----- Fragmento de texto
Ha sido muy difícil y duro completar este trabajo ya que, por su
propia naturaleza, se ha tropezado a diario con hipocresías, miedos
—terror sería más exacto— a la jerarquía católica, ocultación de
datos, falta de colaboración que en ocasiones derivaba en claras
amenazas veladas, incomprensiones...
—
¿Por qué te interesas por la vida sexual de los sacerdotes si tú
no lo eres? —me han repetido hasta la saciedad sacerdotes en activo
o secularizados—. Éste es un tema que nadie que no sea un religioso
puede entender en su verdadera dimensión. Es mejor que investigues
sobre otra cosa, esta cuestión sólo nos afecta a nosotros, los curas.
Pero
la dimensión afectivo-sexual del clero, y las formas en que se expresa,
afecta a muchos más que a los 20.441 sacerdotes diocesanos, 27.786
miembros de órdenes religiosas masculinas y 55.063 de femeninas,
que hay en España; o a los 1.370.574 miembros del clero y personal
consagrado que hay actualmente en todo el mundo. El 17,6% del total
de la población mundial, y el 39,7% de la europea, el llamado "pueblo
católico", está directamente implicado en esta cuestión ya
que los sacerdotes, básicamente, mantienen relaciones sexuales con
creyentes católicos. Y, en todo caso, dado el peso institucional
y moral que la Iglesia Católica pretende tener para el conjunto
de la sociedad, conocer la realidad vital del clero es algo que
nos compete y afecta a todos por igual.
----------
Reproduzca íntegramente el texto sobre la vida afectivo-sexual del clero, sin modificar ninguna palabra ni signo.
----- Datos proporcionados
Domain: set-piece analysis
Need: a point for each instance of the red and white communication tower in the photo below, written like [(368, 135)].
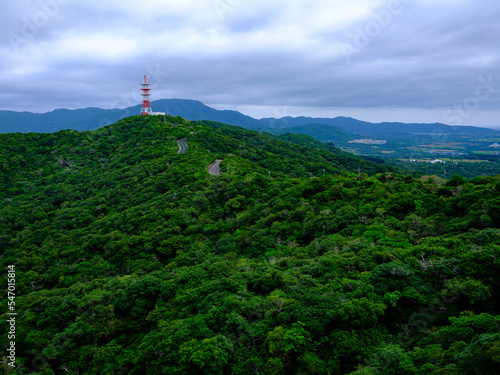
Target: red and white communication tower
[(146, 104)]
----------
### [Resolución del problema]
Ha sido muy difícil y duro completar este trabajo ya que, por su
propia naturaleza, se ha tropezado a diario con hipocresías, miedos
—terror sería más exacto— a la jerarquía católica, ocultación de
datos, falta de colaboración que en ocasiones derivaba en claras
amenazas veladas, incomprensiones...
—
¿Por qué te interesas por la vida sexual de los sacerdotes si tú
no lo eres? —me han repetido hasta la saciedad sacerdotes en activo
o secularizados—. Éste es un tema que nadie que no sea un religioso
puede entender en su verdadera dimensión. Es mejor que investigues
sobre otra cosa, esta cuestión sólo nos afecta a nosotros, los curas.
Pero
la dimensión afectivo-sexual del clero, y las formas en que se expresa,
afecta a muchos más que a los 20.441 sacerdotes diocesanos, 27.786
miembros de órdenes religiosas masculinas y 55.063 de femeninas,
que hay en España; o a los 1.370.574 miembros del clero y personal
consagrado que hay actualmente en todo el mundo. El 17,6% del total
de la población mundial, y el 39,7% de la europea, el llamado "pueblo
católico", está directamente implicado en esta cuestión ya
que los sacerdotes, básicamente, mantienen relaciones sexuales con
creyentes católicos. Y, en todo caso, dado el peso institucional
y moral que la Iglesia Católica pretende tener para el conjunto
de la sociedad, conocer la realidad vital del clero es algo que
nos compete y afecta a todos por igual.